▸ Rows
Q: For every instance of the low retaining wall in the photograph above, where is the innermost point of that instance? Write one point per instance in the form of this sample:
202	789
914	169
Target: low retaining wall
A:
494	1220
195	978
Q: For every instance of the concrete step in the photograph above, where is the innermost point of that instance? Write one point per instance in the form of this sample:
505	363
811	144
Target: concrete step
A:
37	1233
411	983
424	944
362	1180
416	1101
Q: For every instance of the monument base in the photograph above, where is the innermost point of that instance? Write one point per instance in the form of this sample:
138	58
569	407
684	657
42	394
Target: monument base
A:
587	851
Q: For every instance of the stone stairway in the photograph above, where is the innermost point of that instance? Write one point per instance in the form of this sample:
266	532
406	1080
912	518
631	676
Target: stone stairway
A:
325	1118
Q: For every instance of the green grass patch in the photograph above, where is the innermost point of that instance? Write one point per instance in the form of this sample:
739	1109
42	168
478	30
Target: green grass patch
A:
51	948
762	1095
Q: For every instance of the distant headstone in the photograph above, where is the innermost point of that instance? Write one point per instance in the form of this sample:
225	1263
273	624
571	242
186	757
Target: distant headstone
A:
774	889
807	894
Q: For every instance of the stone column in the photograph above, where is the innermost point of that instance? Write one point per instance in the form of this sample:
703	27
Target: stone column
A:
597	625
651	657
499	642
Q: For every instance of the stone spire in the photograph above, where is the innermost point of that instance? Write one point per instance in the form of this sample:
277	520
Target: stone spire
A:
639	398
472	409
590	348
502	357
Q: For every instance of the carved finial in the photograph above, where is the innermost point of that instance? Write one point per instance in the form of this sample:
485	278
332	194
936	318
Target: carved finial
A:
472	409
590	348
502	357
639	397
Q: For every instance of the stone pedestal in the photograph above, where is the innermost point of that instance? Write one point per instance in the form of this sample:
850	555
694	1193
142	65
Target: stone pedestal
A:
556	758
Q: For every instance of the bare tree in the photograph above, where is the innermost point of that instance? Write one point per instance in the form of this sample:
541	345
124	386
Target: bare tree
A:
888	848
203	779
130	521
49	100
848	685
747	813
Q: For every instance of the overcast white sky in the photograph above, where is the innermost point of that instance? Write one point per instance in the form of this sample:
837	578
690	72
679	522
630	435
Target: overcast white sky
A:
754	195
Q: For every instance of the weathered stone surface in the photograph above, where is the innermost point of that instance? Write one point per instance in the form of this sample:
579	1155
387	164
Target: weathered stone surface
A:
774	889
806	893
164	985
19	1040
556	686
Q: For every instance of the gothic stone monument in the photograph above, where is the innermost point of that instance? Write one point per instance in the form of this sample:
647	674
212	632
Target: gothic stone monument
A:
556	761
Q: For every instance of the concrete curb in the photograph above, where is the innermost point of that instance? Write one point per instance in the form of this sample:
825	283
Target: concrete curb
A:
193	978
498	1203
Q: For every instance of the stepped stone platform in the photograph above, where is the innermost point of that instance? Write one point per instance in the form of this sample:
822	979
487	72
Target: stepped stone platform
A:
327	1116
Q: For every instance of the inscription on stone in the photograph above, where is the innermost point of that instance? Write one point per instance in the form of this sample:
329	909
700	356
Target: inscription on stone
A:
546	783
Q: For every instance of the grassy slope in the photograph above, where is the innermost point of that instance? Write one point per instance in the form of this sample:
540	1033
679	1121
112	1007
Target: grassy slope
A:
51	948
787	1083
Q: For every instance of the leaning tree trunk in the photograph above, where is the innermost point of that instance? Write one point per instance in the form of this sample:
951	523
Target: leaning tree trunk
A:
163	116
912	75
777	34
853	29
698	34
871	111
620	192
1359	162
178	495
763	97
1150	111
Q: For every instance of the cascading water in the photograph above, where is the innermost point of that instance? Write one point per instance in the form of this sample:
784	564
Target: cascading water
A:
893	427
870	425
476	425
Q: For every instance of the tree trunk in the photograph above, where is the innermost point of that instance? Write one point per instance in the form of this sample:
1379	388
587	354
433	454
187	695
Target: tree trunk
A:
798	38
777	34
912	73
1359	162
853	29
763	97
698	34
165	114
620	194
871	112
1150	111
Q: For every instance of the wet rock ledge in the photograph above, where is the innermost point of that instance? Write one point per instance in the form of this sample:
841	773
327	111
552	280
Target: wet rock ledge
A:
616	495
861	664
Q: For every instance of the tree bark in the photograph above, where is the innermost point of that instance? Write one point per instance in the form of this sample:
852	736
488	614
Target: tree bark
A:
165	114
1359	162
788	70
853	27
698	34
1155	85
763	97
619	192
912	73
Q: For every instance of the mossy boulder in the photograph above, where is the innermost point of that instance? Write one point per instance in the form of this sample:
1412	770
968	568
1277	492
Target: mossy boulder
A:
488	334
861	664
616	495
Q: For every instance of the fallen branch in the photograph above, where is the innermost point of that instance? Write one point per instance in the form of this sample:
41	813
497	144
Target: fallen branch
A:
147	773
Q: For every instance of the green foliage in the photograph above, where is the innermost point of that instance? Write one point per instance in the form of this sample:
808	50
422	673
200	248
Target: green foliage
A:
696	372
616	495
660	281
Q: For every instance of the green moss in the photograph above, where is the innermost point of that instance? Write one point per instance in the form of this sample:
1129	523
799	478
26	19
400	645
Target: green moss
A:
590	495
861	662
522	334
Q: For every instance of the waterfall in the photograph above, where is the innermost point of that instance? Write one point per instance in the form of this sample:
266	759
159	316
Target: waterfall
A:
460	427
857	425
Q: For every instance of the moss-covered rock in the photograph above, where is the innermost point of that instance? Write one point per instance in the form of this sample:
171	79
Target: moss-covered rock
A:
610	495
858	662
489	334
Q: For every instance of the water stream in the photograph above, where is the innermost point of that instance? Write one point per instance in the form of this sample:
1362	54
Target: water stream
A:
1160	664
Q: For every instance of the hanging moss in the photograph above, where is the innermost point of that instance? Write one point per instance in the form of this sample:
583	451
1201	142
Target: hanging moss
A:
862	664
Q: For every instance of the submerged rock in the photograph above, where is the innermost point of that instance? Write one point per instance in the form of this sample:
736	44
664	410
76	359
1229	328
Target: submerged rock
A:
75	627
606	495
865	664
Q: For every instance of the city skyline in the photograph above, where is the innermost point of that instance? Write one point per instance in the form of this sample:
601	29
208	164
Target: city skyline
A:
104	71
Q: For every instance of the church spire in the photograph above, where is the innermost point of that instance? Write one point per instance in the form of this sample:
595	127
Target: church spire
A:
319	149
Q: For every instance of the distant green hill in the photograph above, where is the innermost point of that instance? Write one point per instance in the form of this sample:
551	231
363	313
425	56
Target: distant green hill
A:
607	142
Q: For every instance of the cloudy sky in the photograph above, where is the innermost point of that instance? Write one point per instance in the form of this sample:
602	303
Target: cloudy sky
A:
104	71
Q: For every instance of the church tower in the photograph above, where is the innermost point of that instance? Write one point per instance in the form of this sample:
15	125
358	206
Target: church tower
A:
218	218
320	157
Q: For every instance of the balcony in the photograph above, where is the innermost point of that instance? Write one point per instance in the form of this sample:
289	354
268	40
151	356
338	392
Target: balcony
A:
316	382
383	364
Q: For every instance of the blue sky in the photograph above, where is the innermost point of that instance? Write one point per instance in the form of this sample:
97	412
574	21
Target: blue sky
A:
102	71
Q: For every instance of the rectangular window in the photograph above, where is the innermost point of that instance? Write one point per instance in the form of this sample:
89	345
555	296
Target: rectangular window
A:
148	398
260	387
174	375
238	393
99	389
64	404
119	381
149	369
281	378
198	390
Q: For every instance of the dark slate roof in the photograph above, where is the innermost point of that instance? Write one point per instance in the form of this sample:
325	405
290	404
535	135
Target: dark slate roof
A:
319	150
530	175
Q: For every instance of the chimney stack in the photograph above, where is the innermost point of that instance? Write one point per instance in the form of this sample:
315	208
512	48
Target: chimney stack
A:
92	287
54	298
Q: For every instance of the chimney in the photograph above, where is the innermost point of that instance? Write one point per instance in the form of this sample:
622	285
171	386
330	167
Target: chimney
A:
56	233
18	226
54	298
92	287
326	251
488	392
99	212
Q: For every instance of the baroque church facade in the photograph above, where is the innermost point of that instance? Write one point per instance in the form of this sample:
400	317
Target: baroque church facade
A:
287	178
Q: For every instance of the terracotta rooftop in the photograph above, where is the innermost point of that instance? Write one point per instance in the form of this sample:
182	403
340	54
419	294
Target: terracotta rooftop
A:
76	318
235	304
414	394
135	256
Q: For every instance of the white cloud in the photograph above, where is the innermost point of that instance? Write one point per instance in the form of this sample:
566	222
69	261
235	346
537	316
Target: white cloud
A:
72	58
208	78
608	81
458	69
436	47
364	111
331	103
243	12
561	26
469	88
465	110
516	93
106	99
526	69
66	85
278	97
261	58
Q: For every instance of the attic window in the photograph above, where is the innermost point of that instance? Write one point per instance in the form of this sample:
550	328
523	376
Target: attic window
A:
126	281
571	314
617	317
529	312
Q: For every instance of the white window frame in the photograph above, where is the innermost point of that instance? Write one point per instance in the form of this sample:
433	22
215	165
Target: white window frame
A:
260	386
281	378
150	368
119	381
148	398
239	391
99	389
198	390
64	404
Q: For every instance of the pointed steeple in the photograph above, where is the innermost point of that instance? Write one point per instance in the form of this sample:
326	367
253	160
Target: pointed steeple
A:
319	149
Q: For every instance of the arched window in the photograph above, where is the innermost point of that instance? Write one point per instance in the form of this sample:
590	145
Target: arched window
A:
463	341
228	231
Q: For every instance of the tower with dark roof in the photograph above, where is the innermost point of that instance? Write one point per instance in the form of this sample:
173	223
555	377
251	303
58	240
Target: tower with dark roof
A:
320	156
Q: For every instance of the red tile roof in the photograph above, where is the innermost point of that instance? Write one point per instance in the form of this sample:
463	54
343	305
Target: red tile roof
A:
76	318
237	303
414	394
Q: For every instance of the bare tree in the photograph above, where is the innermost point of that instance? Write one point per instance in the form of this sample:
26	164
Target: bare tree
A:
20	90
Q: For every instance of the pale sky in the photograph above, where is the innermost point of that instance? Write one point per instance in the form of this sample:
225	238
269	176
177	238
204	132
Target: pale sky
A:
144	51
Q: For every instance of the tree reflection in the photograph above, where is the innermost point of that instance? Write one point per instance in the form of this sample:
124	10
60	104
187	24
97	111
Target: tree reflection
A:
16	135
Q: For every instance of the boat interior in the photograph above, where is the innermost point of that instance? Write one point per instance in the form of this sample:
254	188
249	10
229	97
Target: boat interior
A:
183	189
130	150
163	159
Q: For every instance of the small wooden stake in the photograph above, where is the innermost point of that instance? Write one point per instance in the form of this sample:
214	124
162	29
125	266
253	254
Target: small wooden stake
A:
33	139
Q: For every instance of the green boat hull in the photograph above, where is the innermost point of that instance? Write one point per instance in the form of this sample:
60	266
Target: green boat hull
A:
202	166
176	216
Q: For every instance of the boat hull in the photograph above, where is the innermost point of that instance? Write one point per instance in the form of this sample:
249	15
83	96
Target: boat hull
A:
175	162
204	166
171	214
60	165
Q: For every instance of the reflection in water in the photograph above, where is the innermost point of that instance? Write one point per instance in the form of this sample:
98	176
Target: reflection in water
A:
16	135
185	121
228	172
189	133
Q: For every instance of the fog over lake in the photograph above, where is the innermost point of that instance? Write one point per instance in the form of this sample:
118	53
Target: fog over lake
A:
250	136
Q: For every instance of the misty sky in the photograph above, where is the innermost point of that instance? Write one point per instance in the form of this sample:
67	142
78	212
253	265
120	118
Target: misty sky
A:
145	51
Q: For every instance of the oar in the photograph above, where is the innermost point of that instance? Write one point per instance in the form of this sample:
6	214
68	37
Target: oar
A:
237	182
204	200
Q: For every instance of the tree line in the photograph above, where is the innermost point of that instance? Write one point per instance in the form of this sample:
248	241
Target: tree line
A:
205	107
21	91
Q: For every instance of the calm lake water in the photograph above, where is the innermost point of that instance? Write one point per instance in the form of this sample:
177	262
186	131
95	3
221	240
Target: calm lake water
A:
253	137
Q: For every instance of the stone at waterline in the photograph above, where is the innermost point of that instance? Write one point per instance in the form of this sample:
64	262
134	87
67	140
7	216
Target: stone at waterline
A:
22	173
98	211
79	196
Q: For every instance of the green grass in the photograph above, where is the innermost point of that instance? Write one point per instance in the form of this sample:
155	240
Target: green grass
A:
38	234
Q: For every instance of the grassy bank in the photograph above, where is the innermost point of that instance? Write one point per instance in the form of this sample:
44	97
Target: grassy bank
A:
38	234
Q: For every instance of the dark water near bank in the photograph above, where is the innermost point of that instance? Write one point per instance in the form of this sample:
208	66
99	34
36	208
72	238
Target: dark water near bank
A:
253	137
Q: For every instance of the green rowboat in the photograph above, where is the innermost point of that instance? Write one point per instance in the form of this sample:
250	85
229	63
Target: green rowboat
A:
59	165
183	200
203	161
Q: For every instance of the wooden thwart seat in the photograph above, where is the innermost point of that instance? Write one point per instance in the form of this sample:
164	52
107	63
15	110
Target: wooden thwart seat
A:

▸ Required task
Starting with the line that contains "Q: For every instance of the green grass in", print each line through the last one in the listing. Include both end lines and add nothing.

▸ In response
Q: For every instance of the green grass in the photograph above, where is the innermost point of that instance? Write one point per instance in the form of this sample:
155	240
Target: green grass
A:
38	234
Q: For every instance of the grassy bank in the photograph above, where is the innermost point of that instance? Write one point per instance in the form of this sample:
44	97
Target: grassy bank
A:
38	234
Q: For every instance of the dark water near bank in the photograph above, where is the innermost point of that instance? Write one point per instance in the form of this sample:
208	66
99	34
36	208
72	238
Target: dark water near bank
A:
253	137
Q: For every instance of the green rowboat in the photograph above, where is the innermost point of that instance? Write one point per instance in the form of this sample:
250	85
229	63
Target: green rowboat
A:
59	165
183	200
203	161
Q: For every instance of the wooden thwart seat in the photograph above, where is the innermost point of that instance? Write one point per instance in the form of this sample:
164	52
107	63
15	110
Target: wooden thwart seat
A:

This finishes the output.